→ **Aim of the exercise**: Transcribe the lines below verbatim, skipping the images.

→ **Available data**:

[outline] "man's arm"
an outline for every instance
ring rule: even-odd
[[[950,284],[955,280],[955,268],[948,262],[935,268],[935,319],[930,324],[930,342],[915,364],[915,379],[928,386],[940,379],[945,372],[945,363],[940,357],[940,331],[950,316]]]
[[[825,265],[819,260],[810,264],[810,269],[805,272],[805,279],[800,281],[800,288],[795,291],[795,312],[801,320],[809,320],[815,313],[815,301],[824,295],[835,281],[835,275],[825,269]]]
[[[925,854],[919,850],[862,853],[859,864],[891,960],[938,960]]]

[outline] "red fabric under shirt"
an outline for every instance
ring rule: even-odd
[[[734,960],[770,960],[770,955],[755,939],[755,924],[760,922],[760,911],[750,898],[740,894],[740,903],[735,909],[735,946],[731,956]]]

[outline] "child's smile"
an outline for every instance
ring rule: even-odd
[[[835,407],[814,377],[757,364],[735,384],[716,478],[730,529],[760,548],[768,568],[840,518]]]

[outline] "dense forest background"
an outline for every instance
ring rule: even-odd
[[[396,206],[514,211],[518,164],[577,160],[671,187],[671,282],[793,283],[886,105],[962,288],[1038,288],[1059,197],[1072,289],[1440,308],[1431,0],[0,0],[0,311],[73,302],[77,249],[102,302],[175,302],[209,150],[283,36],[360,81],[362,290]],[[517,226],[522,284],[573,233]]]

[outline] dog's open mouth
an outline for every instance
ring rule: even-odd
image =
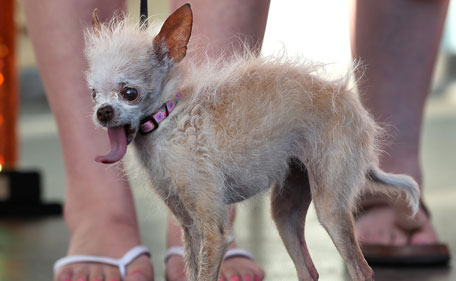
[[[95,161],[112,164],[121,160],[127,153],[127,145],[133,140],[135,131],[130,124],[108,128],[111,151],[104,156],[95,157]]]

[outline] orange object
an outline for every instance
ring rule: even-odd
[[[14,0],[0,1],[0,171],[17,165],[18,78]]]

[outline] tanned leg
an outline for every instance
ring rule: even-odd
[[[70,230],[69,255],[121,257],[141,244],[132,194],[122,168],[96,163],[109,148],[106,133],[95,130],[86,86],[83,30],[92,11],[109,19],[125,6],[122,0],[24,0],[41,78],[56,117],[65,161],[65,220]],[[128,267],[126,280],[153,280],[150,260],[142,256]],[[117,268],[79,263],[64,267],[55,280],[120,280]]]
[[[352,53],[365,65],[359,73],[364,104],[392,137],[381,168],[411,175],[421,185],[420,135],[423,107],[439,48],[448,0],[358,0],[353,5]],[[437,241],[420,209],[421,228],[412,237],[391,206],[372,208],[356,223],[362,242],[400,245]],[[397,227],[397,222],[402,222]],[[387,231],[384,231],[384,230]]]
[[[233,226],[236,209],[234,206],[230,207],[230,226]],[[182,230],[176,220],[168,216],[167,228],[167,246],[168,248],[174,246],[182,246]],[[237,247],[236,242],[233,242],[230,249]],[[166,280],[183,280],[185,278],[185,263],[184,259],[180,256],[171,256],[166,264]],[[254,262],[243,257],[233,257],[223,262],[220,279],[229,281],[237,277],[243,281],[262,280],[264,278],[264,271]]]
[[[246,44],[261,48],[269,0],[192,1],[194,25],[190,39],[190,55],[217,58],[241,51]],[[185,0],[171,0],[175,10]]]
[[[187,1],[171,0],[171,10],[175,10]],[[241,51],[244,43],[259,50],[263,42],[266,27],[269,0],[230,0],[230,1],[192,1],[194,26],[189,56],[199,59],[208,55],[218,57],[230,56]],[[168,220],[168,247],[181,245],[181,231],[175,223]],[[236,247],[233,243],[231,248]],[[169,281],[180,280],[183,275],[183,259],[174,256],[167,263]],[[222,264],[220,276],[223,280],[231,280],[237,276],[240,280],[262,280],[263,270],[252,260],[233,257]],[[258,277],[253,279],[253,277]]]

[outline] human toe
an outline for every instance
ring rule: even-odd
[[[185,262],[181,256],[170,256],[166,261],[165,279],[167,281],[185,280]]]
[[[119,269],[117,267],[109,266],[104,268],[105,281],[121,281]]]
[[[390,239],[389,242],[386,244],[391,245],[391,246],[401,246],[401,245],[406,245],[408,240],[407,234],[398,229],[398,228],[393,228],[390,233]]]
[[[241,281],[241,277],[234,270],[227,270],[221,274],[219,281]]]
[[[355,222],[355,232],[363,244],[400,245],[407,235],[394,222],[395,213],[389,206],[371,207]]]
[[[73,267],[73,281],[88,281],[89,279],[89,265],[82,263]]]
[[[56,275],[54,280],[55,281],[71,281],[73,278],[73,270],[71,267],[66,266],[60,269]]]
[[[127,276],[125,281],[153,281],[154,270],[150,259],[147,256],[138,257],[132,264],[128,266]]]
[[[254,261],[244,259],[243,266],[239,268],[242,281],[261,281],[264,279],[264,270]]]
[[[438,242],[437,233],[434,226],[429,221],[422,228],[413,232],[410,237],[410,244],[412,245],[428,245]]]
[[[92,264],[90,266],[89,281],[103,281],[104,273],[101,264]]]
[[[251,259],[234,257],[223,262],[221,275],[225,281],[261,281],[264,271]]]

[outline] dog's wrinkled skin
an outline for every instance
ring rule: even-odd
[[[354,235],[356,198],[366,190],[403,193],[414,213],[419,190],[410,177],[379,170],[379,128],[357,95],[346,82],[324,81],[315,68],[286,59],[244,54],[178,65],[191,25],[188,4],[156,36],[124,20],[102,25],[94,14],[87,77],[95,122],[113,144],[97,160],[120,160],[133,140],[181,223],[190,281],[217,280],[232,241],[227,204],[271,186],[272,216],[299,280],[318,279],[304,239],[311,200],[353,280],[373,280]],[[181,100],[160,127],[138,134],[140,120],[177,92]]]

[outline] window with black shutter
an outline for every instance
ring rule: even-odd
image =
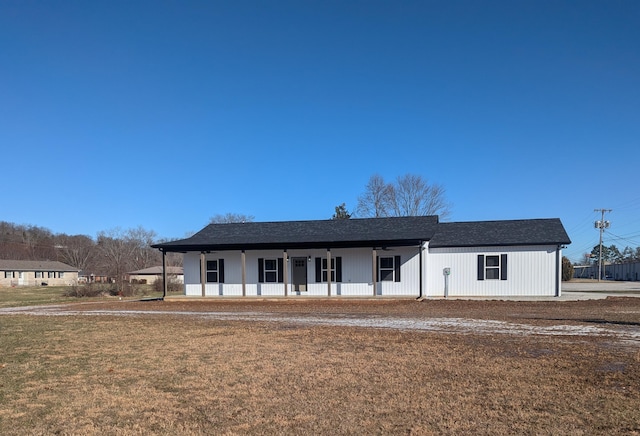
[[[379,256],[377,279],[380,282],[400,281],[400,256]]]
[[[478,255],[478,280],[507,280],[507,255]]]
[[[332,282],[342,282],[342,257],[331,258],[331,268],[327,268],[326,257],[316,257],[316,283],[326,283],[331,273]]]

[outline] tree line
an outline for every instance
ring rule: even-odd
[[[374,174],[358,197],[354,212],[342,203],[333,219],[352,216],[376,218],[390,216],[450,215],[451,206],[441,185],[430,184],[420,175],[405,174],[387,182]],[[210,218],[210,223],[251,222],[253,215],[226,213]],[[127,272],[157,266],[161,253],[151,244],[163,242],[153,230],[141,226],[101,231],[96,238],[87,235],[54,234],[34,225],[0,221],[0,259],[58,260],[87,274],[107,276],[120,286]],[[182,256],[167,253],[170,266],[182,265]]]
[[[591,253],[585,254],[584,262],[598,263],[600,258],[600,245],[596,245],[591,250]],[[640,247],[624,247],[620,250],[615,245],[609,245],[608,247],[602,246],[602,261],[606,263],[631,263],[640,262]]]
[[[113,278],[118,285],[127,272],[162,264],[162,254],[150,247],[156,242],[156,233],[143,227],[101,231],[94,239],[0,221],[1,259],[57,260],[87,274]],[[170,254],[169,265],[182,265],[181,256]]]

→ **Response to the task**:
[outline] "man's arm"
an outline for every instance
ring rule: even-odd
[[[950,284],[955,280],[955,268],[948,262],[935,268],[935,319],[930,324],[930,342],[915,364],[915,379],[928,386],[940,379],[945,372],[945,363],[940,357],[940,331],[950,316]]]
[[[825,265],[819,260],[810,264],[810,269],[805,272],[805,279],[800,281],[800,288],[795,291],[795,312],[801,320],[809,320],[815,313],[815,301],[824,295],[835,281],[835,275],[825,269]]]
[[[925,854],[919,850],[862,853],[859,864],[891,960],[938,960]]]

[outline] "red fabric under shirt"
an outline for every instance
ring rule: even-odd
[[[734,960],[770,960],[770,955],[755,939],[755,924],[760,922],[760,911],[750,898],[740,894],[740,903],[735,909],[735,946],[731,956]]]

[outline] "child's smile"
an outline for every instance
ring rule: even-odd
[[[835,407],[814,377],[757,364],[735,384],[716,478],[730,529],[760,548],[768,568],[840,518]]]

[outline] "dense forest background"
an outline for every instance
ring rule: even-odd
[[[396,206],[514,211],[518,164],[577,160],[671,187],[671,282],[793,283],[886,105],[962,288],[1038,288],[1059,197],[1072,289],[1440,308],[1431,0],[0,0],[0,311],[73,302],[77,249],[102,302],[175,302],[209,150],[283,36],[360,81],[362,290]],[[517,226],[522,284],[573,233]]]

[outline] dog's open mouth
an outline for every instance
ring rule: even-odd
image =
[[[95,161],[112,164],[121,160],[127,153],[127,145],[133,140],[135,131],[130,124],[108,128],[111,151],[104,156],[95,157]]]

[outline] orange object
an outline for every instance
ring rule: even-odd
[[[14,0],[0,1],[0,171],[17,165],[18,78]]]

[outline] tanned leg
an outline for every instance
ring rule: even-odd
[[[70,230],[69,255],[121,257],[141,244],[132,194],[122,168],[96,163],[109,148],[106,133],[95,130],[86,86],[83,30],[92,11],[109,19],[125,6],[122,0],[24,0],[41,78],[56,117],[65,161],[65,220]],[[128,267],[126,280],[153,280],[150,260],[142,256]],[[117,268],[79,263],[64,267],[55,280],[120,280]]]
[[[352,53],[365,65],[359,73],[364,104],[392,137],[381,168],[411,175],[421,185],[420,135],[423,107],[439,48],[448,0],[358,0],[353,5]],[[437,241],[420,209],[421,228],[412,237],[391,206],[372,208],[356,223],[362,242],[400,245]],[[397,227],[397,222],[402,222]],[[387,231],[384,231],[384,230]]]
[[[233,226],[236,209],[234,206],[230,207],[230,226]],[[182,230],[176,220],[168,216],[167,228],[167,246],[168,248],[174,246],[182,246]],[[237,247],[236,242],[233,242],[230,249]],[[166,280],[183,280],[185,278],[185,263],[184,259],[180,256],[171,256],[166,264]],[[254,262],[243,257],[233,257],[223,262],[220,279],[229,281],[237,277],[243,281],[262,280],[264,278],[264,271]]]
[[[246,44],[261,48],[269,0],[192,1],[194,25],[190,39],[190,55],[217,58],[241,51]],[[185,0],[171,0],[175,10]]]
[[[187,1],[171,0],[171,10],[175,10]],[[241,51],[244,43],[259,50],[263,42],[266,27],[269,0],[230,0],[230,1],[192,1],[194,26],[189,56],[199,59],[208,55],[218,57],[230,56]],[[168,220],[168,247],[181,245],[181,231],[175,223]],[[236,247],[233,243],[231,248]],[[169,281],[180,280],[183,275],[183,259],[174,256],[167,263]],[[222,264],[220,276],[223,280],[231,280],[237,276],[240,280],[262,280],[263,270],[252,260],[233,257]],[[258,277],[253,279],[253,277]]]

[outline] human toe
an outline for every instance
ring rule: even-odd
[[[185,262],[181,256],[170,256],[166,261],[165,279],[167,281],[185,280]]]
[[[119,269],[117,267],[109,266],[104,268],[105,281],[121,281]]]
[[[390,239],[389,242],[386,244],[391,245],[391,246],[401,246],[401,245],[406,245],[408,240],[407,234],[398,229],[398,228],[393,228],[390,233]]]
[[[241,281],[241,277],[234,270],[227,270],[221,274],[219,281]]]
[[[355,222],[355,232],[363,244],[400,245],[407,235],[394,222],[395,213],[389,206],[371,207]]]
[[[73,267],[73,281],[88,281],[89,279],[89,265],[82,263]]]
[[[56,275],[54,280],[55,281],[71,281],[73,278],[73,270],[71,267],[66,266],[60,269]]]
[[[127,276],[125,281],[153,281],[154,270],[150,259],[147,256],[138,257],[132,264],[128,266]]]
[[[254,261],[244,259],[243,266],[239,268],[242,281],[261,281],[264,279],[264,270]]]
[[[438,242],[437,233],[434,226],[429,221],[422,228],[413,232],[410,237],[410,244],[412,245],[428,245]]]
[[[92,264],[90,266],[89,281],[103,281],[104,273],[101,264]]]
[[[251,259],[234,257],[223,262],[221,275],[225,281],[261,281],[264,271]]]

[outline] dog's wrinkled skin
an outline for every instance
ring rule: even-odd
[[[354,235],[356,198],[366,190],[403,193],[414,213],[419,190],[410,177],[379,170],[379,128],[357,95],[346,82],[324,81],[315,68],[286,59],[244,54],[178,65],[191,25],[188,4],[156,36],[124,20],[102,25],[94,14],[87,77],[95,122],[113,144],[97,160],[120,160],[133,140],[181,223],[190,281],[217,280],[232,241],[227,204],[271,186],[272,216],[299,280],[318,279],[304,239],[311,200],[353,280],[373,280]],[[181,100],[160,127],[138,134],[140,120],[177,92]]]

[outline] window with black shutter
an outline for every instance
ring rule: even-odd
image =
[[[379,256],[377,279],[380,282],[400,281],[400,256]]]
[[[478,255],[478,280],[507,280],[507,255]]]
[[[332,282],[342,282],[342,257],[331,258],[331,268],[327,268],[326,257],[316,257],[316,283],[326,283],[331,273]]]

[outline] tree line
an outline for every instance
ring rule: even-odd
[[[374,174],[358,197],[354,212],[342,203],[333,219],[352,216],[376,218],[390,216],[450,215],[451,206],[441,185],[430,184],[420,175],[405,174],[387,182]],[[210,218],[210,223],[251,222],[253,215],[226,213]],[[127,272],[157,266],[161,253],[151,244],[163,242],[153,230],[141,226],[101,231],[96,238],[87,235],[54,234],[34,225],[0,221],[0,259],[58,260],[87,274],[107,276],[120,286]],[[182,256],[167,253],[170,266],[182,265]]]
[[[591,253],[585,254],[584,262],[598,263],[600,258],[600,245],[596,245],[591,250]],[[640,247],[624,247],[620,250],[615,245],[609,245],[608,247],[602,246],[602,261],[606,263],[631,263],[640,262]]]
[[[113,278],[118,285],[127,272],[162,264],[162,254],[150,247],[156,242],[156,233],[143,227],[101,231],[94,239],[0,221],[1,259],[57,260],[87,274]],[[170,254],[169,265],[182,265],[181,256]]]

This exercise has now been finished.